__To be done__:
Transcribe the items below, beginning with the line that contains "of the chrome" and ending with the line that contains "point(488, 392)", with both of those lines included.

──────

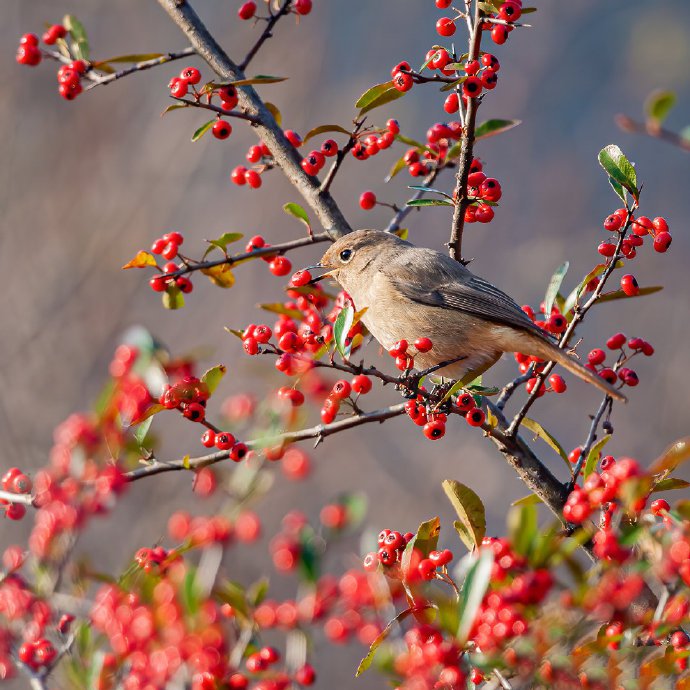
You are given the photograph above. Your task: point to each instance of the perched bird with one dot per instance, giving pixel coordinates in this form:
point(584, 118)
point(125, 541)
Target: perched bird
point(411, 292)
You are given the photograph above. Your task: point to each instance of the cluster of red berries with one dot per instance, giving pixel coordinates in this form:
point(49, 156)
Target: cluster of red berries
point(14, 481)
point(483, 191)
point(248, 9)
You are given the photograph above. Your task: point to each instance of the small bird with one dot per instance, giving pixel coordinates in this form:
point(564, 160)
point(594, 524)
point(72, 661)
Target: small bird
point(409, 292)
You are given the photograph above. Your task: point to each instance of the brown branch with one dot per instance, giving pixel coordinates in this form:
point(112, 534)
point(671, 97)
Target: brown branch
point(319, 432)
point(138, 67)
point(653, 130)
point(266, 34)
point(466, 150)
point(284, 153)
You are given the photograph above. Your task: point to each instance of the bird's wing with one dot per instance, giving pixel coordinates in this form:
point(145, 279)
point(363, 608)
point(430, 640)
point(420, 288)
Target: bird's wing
point(432, 285)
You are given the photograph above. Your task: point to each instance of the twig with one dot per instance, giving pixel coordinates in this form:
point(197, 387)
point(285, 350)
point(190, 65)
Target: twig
point(285, 154)
point(138, 67)
point(466, 151)
point(653, 130)
point(266, 34)
point(319, 432)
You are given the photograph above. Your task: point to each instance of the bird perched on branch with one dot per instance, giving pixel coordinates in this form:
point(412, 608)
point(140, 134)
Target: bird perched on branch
point(410, 292)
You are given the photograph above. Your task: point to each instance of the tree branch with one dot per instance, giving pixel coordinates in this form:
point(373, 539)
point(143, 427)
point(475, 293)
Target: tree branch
point(285, 154)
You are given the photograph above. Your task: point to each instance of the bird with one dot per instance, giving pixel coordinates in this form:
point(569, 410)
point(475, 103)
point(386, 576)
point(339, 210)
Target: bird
point(407, 292)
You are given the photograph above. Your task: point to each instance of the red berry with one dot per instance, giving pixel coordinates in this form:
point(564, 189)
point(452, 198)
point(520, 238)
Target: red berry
point(247, 10)
point(367, 200)
point(445, 26)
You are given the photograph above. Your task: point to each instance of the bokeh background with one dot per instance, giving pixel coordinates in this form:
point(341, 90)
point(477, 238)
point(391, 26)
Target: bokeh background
point(84, 185)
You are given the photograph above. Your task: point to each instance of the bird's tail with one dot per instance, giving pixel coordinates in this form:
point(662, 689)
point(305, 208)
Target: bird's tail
point(546, 350)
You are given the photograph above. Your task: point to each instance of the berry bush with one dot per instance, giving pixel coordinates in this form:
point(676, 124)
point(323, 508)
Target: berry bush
point(588, 584)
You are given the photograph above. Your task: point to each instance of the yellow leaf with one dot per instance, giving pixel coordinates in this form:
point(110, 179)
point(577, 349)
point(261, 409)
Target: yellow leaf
point(141, 260)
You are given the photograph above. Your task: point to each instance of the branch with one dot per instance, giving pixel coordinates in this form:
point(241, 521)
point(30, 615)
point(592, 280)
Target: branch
point(266, 34)
point(138, 67)
point(653, 130)
point(466, 150)
point(318, 432)
point(285, 154)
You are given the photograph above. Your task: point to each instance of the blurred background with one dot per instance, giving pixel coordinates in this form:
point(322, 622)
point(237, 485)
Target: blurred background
point(86, 184)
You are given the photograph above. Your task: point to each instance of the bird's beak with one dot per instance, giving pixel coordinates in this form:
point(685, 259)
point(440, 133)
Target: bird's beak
point(313, 281)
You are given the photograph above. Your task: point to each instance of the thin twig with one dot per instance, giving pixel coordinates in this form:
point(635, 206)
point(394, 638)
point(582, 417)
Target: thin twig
point(466, 151)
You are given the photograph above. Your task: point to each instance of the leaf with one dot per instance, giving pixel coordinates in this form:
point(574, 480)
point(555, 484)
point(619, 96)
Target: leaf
point(658, 105)
point(322, 129)
point(223, 241)
point(141, 260)
point(543, 434)
point(203, 129)
point(593, 456)
point(491, 128)
point(430, 202)
point(470, 510)
point(554, 286)
point(137, 57)
point(473, 590)
point(80, 42)
point(173, 298)
point(296, 211)
point(280, 308)
point(213, 376)
point(674, 455)
point(275, 112)
point(366, 661)
point(619, 294)
point(342, 326)
point(220, 275)
point(619, 168)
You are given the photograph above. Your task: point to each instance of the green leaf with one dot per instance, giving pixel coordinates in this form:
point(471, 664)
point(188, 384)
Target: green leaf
point(280, 308)
point(430, 202)
point(203, 129)
point(80, 42)
point(619, 294)
point(491, 128)
point(213, 376)
point(366, 661)
point(473, 590)
point(554, 286)
point(543, 434)
point(593, 455)
point(341, 328)
point(672, 457)
point(223, 241)
point(658, 105)
point(619, 168)
point(142, 429)
point(470, 510)
point(322, 129)
point(296, 211)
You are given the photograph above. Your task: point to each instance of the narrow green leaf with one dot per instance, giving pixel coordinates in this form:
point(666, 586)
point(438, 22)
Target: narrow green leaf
point(322, 129)
point(543, 434)
point(80, 42)
point(619, 168)
point(213, 376)
point(470, 510)
point(619, 294)
point(430, 202)
point(342, 326)
point(554, 286)
point(593, 455)
point(473, 590)
point(658, 105)
point(491, 128)
point(203, 129)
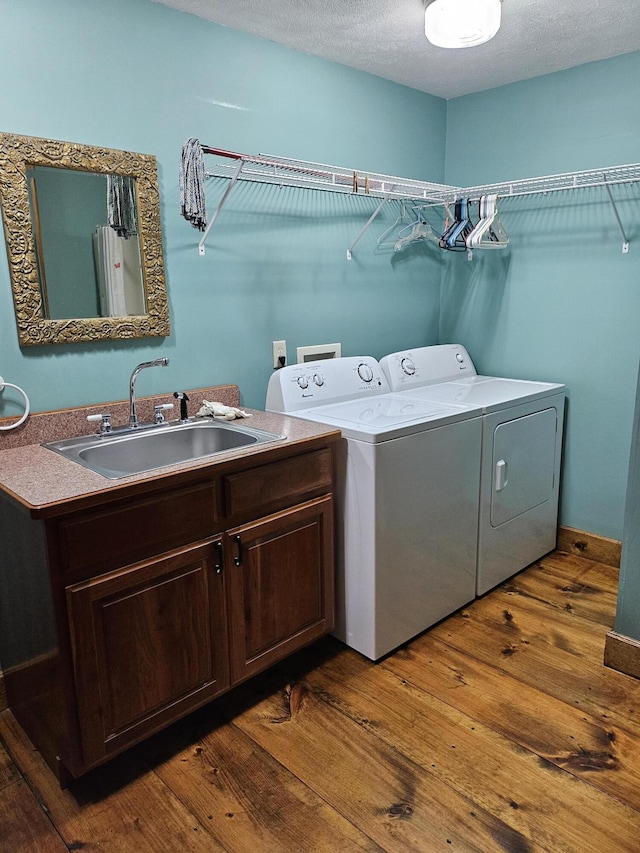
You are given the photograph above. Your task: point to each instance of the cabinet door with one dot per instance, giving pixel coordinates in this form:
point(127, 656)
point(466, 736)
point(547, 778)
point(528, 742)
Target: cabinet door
point(149, 644)
point(280, 584)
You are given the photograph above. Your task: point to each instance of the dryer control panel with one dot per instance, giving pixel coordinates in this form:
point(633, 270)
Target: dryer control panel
point(426, 366)
point(320, 383)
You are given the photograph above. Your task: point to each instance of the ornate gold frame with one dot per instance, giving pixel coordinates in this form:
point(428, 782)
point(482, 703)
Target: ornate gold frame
point(16, 152)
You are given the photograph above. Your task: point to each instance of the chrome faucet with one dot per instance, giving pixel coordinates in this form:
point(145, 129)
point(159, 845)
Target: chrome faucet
point(133, 416)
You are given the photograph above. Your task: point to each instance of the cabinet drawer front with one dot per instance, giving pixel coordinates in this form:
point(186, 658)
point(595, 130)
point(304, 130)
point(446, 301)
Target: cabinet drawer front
point(268, 488)
point(109, 538)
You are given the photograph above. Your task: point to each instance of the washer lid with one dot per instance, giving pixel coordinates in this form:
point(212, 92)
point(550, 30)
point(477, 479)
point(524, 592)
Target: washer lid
point(387, 416)
point(488, 392)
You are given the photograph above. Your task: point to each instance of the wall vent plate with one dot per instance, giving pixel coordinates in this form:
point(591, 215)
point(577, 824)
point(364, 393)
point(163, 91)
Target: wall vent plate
point(316, 353)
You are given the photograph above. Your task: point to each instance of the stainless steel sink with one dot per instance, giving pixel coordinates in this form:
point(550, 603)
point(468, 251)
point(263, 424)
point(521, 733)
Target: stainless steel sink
point(133, 452)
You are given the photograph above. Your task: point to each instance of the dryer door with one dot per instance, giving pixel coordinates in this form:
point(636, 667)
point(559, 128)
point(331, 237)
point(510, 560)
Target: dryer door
point(523, 464)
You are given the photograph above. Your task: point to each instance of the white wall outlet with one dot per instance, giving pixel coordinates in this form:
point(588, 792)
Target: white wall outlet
point(318, 352)
point(279, 353)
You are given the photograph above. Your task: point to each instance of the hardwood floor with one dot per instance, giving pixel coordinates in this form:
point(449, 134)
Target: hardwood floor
point(497, 730)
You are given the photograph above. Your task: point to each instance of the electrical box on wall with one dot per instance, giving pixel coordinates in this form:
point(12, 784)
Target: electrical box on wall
point(320, 351)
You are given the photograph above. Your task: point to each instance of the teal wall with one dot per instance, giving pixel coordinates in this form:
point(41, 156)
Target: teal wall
point(135, 75)
point(628, 613)
point(562, 303)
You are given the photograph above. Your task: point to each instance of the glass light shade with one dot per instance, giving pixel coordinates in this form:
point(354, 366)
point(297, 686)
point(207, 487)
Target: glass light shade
point(462, 23)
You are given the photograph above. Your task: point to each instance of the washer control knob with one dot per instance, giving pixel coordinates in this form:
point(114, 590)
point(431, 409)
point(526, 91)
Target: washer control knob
point(365, 372)
point(408, 366)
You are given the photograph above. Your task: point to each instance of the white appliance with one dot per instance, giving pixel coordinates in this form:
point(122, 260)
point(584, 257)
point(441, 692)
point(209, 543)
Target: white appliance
point(407, 498)
point(521, 452)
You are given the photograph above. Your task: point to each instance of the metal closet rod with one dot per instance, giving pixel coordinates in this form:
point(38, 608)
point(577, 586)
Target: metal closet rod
point(308, 175)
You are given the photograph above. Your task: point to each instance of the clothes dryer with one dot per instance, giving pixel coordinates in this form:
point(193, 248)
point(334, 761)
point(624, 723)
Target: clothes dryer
point(521, 452)
point(407, 498)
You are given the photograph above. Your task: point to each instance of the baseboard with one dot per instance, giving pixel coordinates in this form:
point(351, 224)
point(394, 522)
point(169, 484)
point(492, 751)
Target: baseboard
point(622, 653)
point(589, 545)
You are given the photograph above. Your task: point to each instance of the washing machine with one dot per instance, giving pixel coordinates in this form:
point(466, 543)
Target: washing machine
point(407, 498)
point(521, 452)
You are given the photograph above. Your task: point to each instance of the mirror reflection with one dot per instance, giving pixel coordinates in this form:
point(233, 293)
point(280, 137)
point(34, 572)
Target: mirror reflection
point(82, 230)
point(87, 243)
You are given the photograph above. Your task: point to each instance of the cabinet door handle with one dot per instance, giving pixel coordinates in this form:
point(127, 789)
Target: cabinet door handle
point(219, 558)
point(237, 560)
point(502, 477)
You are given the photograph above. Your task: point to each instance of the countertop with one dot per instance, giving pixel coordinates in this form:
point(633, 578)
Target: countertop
point(46, 484)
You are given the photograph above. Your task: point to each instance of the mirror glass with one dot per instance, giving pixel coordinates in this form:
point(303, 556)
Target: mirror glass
point(82, 229)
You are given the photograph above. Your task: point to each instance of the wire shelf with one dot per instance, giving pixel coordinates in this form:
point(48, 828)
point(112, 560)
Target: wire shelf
point(284, 171)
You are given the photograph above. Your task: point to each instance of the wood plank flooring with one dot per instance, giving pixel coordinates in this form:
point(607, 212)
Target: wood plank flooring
point(497, 730)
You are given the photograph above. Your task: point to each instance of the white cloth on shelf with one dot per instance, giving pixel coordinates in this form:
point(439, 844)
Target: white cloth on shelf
point(220, 411)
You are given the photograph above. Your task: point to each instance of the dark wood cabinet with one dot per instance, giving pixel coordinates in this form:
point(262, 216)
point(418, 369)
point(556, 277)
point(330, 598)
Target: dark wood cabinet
point(149, 643)
point(163, 600)
point(279, 595)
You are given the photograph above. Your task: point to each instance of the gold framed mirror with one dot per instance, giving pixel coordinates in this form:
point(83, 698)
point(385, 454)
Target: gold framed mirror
point(84, 243)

──────

__Output for this exercise__:
You are given the photograph above. Your task: point to each instance of the chrome faucet with one dot per instance, giving pixel coordinates in this form:
point(145, 129)
point(159, 845)
Target: chrome faucet
point(133, 416)
You are given the photograph above. Your task: point to each instance of the cabinet drawer front with one dot per instance, giving pixel coordinates in this form:
point(186, 658)
point(595, 130)
point(304, 130)
point(446, 301)
Target: cabinet drawer front
point(268, 488)
point(109, 538)
You are given the photograph above. Your task: point to each instance of the washer lid with one dot per instance, giving pixel coordinates in this form:
point(212, 92)
point(550, 30)
point(477, 479)
point(524, 592)
Target: washer lid
point(387, 416)
point(488, 392)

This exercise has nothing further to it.